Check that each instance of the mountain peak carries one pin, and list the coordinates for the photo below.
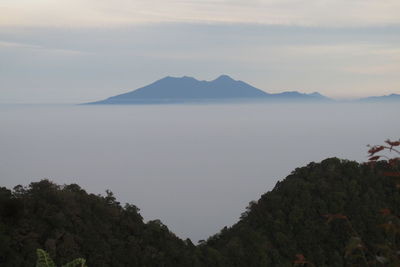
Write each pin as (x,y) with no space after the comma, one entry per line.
(224,77)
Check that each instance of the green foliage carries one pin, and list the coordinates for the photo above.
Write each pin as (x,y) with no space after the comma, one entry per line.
(43,259)
(333,213)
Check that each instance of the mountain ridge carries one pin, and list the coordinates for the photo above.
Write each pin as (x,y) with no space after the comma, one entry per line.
(188,89)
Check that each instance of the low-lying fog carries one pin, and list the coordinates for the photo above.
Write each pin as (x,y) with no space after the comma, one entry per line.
(194,167)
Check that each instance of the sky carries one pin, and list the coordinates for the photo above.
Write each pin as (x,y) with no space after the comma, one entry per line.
(72,51)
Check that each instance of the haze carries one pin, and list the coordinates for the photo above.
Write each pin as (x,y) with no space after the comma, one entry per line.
(82,51)
(194,167)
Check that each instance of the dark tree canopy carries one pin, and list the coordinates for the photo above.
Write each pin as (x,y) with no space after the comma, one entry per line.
(333,213)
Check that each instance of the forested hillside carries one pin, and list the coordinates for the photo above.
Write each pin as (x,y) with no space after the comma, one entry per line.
(333,213)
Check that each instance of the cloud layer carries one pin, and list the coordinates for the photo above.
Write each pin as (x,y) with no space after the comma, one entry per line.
(101,13)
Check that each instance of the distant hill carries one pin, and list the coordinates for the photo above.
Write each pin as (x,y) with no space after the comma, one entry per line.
(385,98)
(188,89)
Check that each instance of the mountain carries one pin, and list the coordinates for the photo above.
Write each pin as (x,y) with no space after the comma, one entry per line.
(188,89)
(385,98)
(332,213)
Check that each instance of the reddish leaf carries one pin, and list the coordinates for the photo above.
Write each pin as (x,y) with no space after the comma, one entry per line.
(392,174)
(395,143)
(374,158)
(300,259)
(331,217)
(385,212)
(375,149)
(393,162)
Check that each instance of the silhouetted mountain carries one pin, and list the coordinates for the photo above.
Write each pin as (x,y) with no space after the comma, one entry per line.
(385,98)
(188,89)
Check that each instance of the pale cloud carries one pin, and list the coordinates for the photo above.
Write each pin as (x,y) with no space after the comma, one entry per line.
(22,46)
(105,13)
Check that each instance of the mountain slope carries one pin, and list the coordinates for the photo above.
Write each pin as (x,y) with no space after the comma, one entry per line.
(385,98)
(188,89)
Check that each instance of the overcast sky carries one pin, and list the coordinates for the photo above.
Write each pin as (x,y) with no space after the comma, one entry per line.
(69,51)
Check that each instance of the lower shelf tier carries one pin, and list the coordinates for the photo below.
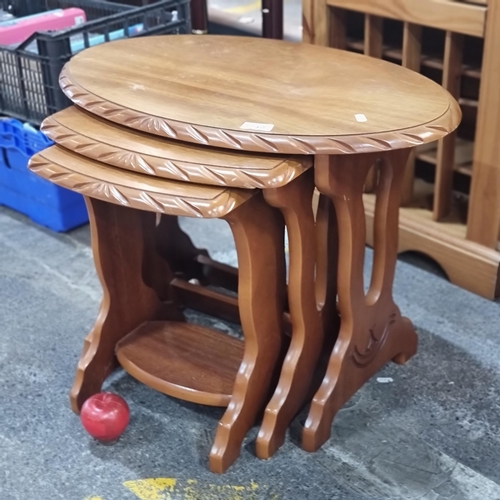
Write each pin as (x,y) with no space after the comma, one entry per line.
(183,360)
-- -- --
Required task: Leave images out of the retyped records; keep all else exact.

Response to this exercise:
Check that each instance of the mountain peak carries one pin, and list the coordinates for the photo below.
Write each pin as (x,y) with no space after the comma, one entry per line.
(224,77)
Check that each instance of the green foliage carries one pin, and list the coordinates for the photo above.
Write each pin as (x,y) with no space after the comma, one entry per line.
(43,259)
(333,213)
Check that each instance of the mountain ridge carries one pin, and list the coordinates for the photo above.
Write each pin as (x,y) with no space after the comma, one entry per line.
(188,89)
Check that each instance of the low-lying fog carries one pin, and list the coordinates for the photo above.
Write each pin as (x,y) with no space after the comma, one entry per line.
(194,167)
Check that each instance of the sky carries one pin, and list the coordinates for the photo above.
Write each pin as (x,y) with no space after the comma, one entry per line.
(72,51)
Check that each instance of the haze carries one pin, and list the coordinates for the photo above.
Write each pin as (x,y) with no space after the comma, one entry per line.
(82,51)
(194,167)
Check that each instance of the dark tree canopy carries one pin, and list the coordinates for the photo above.
Write each pin as (x,y) with no space after the comma, one entry per line.
(333,213)
Check that each instance of the forested hillside carries one pin, and list the coordinates for the photo above.
Write each pin as (x,y) with no space after the comma, one entry per line.
(333,213)
Check that each instance of the cloud layer carries one pin, and list the coordinates for the photo above.
Write each pin as (x,y) with no space after the comma, one entry per line.
(101,13)
Check that each instance of the distant hill carries one pin, and list the coordinates for the photo above.
Write each pin as (x,y) with no space after the comma, one entry per line.
(385,98)
(188,89)
Check that each instance of the mountain carries one pin, and list the coordinates for the photo above.
Write each pin as (x,y) with no space after the comma, one entry per line.
(188,89)
(385,98)
(332,213)
Check that each instance of the reddish leaf carries one pin, and list the coordinates for the photo above.
Write each pin as (x,y) with no space after the comma, one entry per line.
(392,174)
(395,143)
(374,158)
(300,259)
(331,217)
(385,212)
(375,149)
(393,162)
Check that each instance of the silhouetted mountain carries one pin, and list the coordinates for the photo above.
Write each pin as (x,y) with no space after the comma, one entry per line.
(385,98)
(188,89)
Check that each instance of the pale cloud carries one pin, and list the coordinates for the photo above.
Write each pin as (x,y) with no space after the comma, one entry per line.
(22,46)
(105,13)
Check that each instance of the mountain slope carries one pin, and list the coordinates for the photo above.
Write each pin as (x,y) with no space after the comma, one entry per line.
(385,98)
(188,89)
Check that each instance of the overcast sky carries one pin, and list the coordinates for the photo above.
Write each pin as (x,y) with no space after the comma, one entry per line.
(69,51)
Check that each instance of the lower shelf tier carries one pin, and list the coordinates for the photo below.
Write each pin as (x,y) with no space after the comma, one entry per line.
(183,360)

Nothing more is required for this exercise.